> [WORK INSTRUCTIONS]: Find the lines of the listing that contain the string "building", and return them.

> [INFORMATION SUPPLIED]:

—————

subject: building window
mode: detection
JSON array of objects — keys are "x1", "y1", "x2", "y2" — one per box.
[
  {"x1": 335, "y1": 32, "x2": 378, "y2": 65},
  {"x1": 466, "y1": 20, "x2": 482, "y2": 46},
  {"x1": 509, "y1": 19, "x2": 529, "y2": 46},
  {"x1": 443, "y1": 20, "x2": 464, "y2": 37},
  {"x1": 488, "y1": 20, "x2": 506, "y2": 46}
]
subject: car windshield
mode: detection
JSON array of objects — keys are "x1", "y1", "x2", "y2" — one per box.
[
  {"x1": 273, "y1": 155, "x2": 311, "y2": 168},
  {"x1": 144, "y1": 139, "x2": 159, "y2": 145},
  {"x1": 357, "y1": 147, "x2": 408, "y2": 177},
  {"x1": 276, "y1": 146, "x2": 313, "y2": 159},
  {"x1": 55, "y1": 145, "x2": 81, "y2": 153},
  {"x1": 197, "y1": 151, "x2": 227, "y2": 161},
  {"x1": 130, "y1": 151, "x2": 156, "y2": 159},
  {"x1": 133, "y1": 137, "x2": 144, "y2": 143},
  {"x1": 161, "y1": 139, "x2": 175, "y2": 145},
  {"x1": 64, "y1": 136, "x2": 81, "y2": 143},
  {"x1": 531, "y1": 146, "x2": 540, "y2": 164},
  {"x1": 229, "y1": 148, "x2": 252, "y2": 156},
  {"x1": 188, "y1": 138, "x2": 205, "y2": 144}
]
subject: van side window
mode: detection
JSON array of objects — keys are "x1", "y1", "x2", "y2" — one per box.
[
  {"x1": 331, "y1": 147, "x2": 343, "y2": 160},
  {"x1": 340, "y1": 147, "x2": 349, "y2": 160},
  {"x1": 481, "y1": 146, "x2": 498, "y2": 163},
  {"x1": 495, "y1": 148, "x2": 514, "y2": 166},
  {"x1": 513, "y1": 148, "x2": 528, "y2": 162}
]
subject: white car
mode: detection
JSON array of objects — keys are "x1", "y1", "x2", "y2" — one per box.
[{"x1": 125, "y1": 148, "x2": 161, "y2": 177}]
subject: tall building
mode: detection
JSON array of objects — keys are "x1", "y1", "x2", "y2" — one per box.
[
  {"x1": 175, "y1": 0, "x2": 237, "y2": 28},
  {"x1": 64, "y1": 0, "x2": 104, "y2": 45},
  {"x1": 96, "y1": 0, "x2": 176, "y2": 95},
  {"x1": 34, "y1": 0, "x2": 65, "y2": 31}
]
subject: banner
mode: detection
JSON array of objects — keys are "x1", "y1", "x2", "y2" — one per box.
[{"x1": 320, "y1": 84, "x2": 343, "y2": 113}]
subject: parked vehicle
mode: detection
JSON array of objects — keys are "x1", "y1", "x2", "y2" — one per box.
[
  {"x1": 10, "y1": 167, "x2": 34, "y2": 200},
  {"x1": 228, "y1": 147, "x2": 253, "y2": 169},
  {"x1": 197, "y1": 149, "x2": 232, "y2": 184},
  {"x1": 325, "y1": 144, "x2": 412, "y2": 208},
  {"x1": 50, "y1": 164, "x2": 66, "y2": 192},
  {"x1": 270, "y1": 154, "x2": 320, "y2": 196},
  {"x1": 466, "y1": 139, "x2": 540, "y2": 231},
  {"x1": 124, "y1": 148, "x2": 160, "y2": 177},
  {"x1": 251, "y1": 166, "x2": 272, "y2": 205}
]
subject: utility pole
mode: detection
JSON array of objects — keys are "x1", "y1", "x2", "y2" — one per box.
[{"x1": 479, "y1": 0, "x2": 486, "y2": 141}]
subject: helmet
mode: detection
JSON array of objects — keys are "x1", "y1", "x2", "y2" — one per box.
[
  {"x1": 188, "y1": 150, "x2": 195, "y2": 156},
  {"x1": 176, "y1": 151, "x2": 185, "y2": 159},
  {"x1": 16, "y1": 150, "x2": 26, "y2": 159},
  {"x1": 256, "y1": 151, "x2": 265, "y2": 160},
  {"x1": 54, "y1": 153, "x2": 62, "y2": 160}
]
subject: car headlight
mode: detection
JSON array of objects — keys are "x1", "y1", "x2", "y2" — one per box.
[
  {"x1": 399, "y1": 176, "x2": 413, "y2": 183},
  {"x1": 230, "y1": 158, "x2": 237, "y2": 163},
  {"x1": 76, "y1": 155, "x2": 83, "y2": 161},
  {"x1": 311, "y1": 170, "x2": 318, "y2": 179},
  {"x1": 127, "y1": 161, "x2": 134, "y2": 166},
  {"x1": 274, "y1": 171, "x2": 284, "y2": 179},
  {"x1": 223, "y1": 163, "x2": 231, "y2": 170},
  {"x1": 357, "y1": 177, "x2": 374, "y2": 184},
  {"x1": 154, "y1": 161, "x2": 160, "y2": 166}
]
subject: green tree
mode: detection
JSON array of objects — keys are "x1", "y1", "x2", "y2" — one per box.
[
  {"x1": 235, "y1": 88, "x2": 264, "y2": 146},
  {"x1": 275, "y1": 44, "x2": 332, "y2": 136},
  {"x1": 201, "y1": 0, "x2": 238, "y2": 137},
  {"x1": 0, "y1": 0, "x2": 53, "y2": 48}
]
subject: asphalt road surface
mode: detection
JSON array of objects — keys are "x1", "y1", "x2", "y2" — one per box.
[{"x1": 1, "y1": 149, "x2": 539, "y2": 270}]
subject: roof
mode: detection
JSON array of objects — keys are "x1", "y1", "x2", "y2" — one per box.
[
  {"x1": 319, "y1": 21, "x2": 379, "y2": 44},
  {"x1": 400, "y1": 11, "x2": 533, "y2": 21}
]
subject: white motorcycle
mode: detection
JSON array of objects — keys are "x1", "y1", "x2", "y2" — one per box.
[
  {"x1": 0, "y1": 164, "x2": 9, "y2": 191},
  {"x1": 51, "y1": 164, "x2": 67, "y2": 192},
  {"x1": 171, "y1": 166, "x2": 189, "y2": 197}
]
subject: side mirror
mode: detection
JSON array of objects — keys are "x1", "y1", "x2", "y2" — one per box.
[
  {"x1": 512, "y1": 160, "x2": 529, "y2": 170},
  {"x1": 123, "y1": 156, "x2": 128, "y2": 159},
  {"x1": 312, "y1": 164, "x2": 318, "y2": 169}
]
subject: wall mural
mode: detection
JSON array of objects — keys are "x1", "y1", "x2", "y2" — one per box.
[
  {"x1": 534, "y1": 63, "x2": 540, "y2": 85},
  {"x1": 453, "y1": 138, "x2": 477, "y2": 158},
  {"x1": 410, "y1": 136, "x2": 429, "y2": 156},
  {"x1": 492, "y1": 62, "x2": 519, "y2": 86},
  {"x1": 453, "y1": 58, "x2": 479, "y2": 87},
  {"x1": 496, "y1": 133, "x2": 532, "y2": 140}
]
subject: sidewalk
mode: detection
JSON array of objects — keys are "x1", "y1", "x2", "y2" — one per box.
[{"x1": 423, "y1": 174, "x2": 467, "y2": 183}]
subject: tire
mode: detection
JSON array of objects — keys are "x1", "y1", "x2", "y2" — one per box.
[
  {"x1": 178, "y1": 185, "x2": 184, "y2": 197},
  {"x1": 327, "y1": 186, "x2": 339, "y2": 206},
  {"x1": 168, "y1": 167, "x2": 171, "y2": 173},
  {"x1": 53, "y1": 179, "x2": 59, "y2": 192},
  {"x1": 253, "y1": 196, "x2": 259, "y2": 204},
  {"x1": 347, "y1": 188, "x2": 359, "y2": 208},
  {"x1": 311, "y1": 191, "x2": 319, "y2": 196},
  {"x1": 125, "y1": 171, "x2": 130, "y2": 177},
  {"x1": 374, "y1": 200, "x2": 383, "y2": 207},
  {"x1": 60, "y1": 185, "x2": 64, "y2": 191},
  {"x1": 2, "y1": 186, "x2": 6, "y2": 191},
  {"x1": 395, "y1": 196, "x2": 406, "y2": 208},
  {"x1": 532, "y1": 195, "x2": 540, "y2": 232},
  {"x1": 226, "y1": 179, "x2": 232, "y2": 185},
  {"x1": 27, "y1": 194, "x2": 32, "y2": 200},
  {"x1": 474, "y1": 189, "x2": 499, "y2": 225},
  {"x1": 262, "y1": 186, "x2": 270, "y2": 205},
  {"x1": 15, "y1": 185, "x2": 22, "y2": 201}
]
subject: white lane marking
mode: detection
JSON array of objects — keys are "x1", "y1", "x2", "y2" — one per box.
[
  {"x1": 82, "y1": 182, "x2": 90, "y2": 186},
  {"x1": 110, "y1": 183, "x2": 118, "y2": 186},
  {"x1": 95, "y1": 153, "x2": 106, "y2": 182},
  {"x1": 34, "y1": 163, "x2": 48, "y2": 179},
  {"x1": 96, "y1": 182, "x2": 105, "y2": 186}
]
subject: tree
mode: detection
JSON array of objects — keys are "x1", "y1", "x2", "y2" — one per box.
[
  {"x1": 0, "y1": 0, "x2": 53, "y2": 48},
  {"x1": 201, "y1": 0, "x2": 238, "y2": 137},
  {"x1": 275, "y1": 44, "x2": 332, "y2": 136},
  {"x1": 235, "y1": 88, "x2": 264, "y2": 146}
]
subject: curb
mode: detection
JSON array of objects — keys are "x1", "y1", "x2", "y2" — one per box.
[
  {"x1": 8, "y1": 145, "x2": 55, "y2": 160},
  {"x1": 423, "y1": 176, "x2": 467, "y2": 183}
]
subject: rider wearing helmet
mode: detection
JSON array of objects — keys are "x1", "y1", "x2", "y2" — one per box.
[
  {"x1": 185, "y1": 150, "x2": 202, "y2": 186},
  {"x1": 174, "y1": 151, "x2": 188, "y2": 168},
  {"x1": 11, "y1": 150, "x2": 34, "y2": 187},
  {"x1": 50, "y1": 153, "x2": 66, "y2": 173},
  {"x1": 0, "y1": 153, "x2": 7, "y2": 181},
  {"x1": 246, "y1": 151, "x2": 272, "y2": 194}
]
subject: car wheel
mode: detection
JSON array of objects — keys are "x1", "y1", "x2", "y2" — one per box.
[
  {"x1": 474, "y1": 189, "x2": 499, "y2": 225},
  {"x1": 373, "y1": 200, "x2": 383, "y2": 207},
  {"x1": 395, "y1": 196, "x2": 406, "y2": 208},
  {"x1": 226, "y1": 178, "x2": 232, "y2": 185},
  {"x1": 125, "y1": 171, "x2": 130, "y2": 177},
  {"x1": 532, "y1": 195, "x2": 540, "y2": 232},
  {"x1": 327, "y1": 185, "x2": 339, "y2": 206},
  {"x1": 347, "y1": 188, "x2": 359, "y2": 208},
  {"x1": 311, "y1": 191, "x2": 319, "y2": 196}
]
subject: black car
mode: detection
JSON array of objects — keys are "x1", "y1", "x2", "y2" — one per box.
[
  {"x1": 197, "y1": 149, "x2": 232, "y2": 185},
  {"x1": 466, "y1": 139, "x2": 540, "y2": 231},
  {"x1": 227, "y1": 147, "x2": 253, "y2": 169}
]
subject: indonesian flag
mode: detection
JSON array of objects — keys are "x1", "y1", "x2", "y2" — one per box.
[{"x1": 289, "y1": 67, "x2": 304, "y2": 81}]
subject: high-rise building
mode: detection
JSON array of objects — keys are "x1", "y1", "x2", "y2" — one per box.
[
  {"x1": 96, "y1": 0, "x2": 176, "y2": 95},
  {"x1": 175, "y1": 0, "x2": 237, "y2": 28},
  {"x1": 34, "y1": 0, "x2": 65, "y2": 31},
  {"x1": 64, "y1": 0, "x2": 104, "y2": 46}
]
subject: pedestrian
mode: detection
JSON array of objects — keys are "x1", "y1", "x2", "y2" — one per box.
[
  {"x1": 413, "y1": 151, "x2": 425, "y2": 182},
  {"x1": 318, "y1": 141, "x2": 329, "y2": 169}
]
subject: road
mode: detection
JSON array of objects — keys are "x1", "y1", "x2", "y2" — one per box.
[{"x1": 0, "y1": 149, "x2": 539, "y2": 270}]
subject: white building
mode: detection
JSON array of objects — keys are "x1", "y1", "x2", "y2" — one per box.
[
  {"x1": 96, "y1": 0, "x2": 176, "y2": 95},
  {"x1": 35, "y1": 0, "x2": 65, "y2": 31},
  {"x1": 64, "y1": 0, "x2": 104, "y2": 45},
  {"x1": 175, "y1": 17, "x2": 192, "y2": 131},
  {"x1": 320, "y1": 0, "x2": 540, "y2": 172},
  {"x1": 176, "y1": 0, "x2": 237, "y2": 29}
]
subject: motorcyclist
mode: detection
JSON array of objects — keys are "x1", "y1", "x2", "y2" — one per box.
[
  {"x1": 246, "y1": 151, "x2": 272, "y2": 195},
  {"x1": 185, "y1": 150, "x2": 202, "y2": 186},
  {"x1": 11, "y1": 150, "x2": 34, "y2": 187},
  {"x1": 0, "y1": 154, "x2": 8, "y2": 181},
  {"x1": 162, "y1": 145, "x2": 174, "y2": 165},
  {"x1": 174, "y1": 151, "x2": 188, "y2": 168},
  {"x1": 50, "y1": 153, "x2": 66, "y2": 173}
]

—————

> [OUTPUT]:
subject: building window
subject: tall building
subject: high-rise building
subject: white building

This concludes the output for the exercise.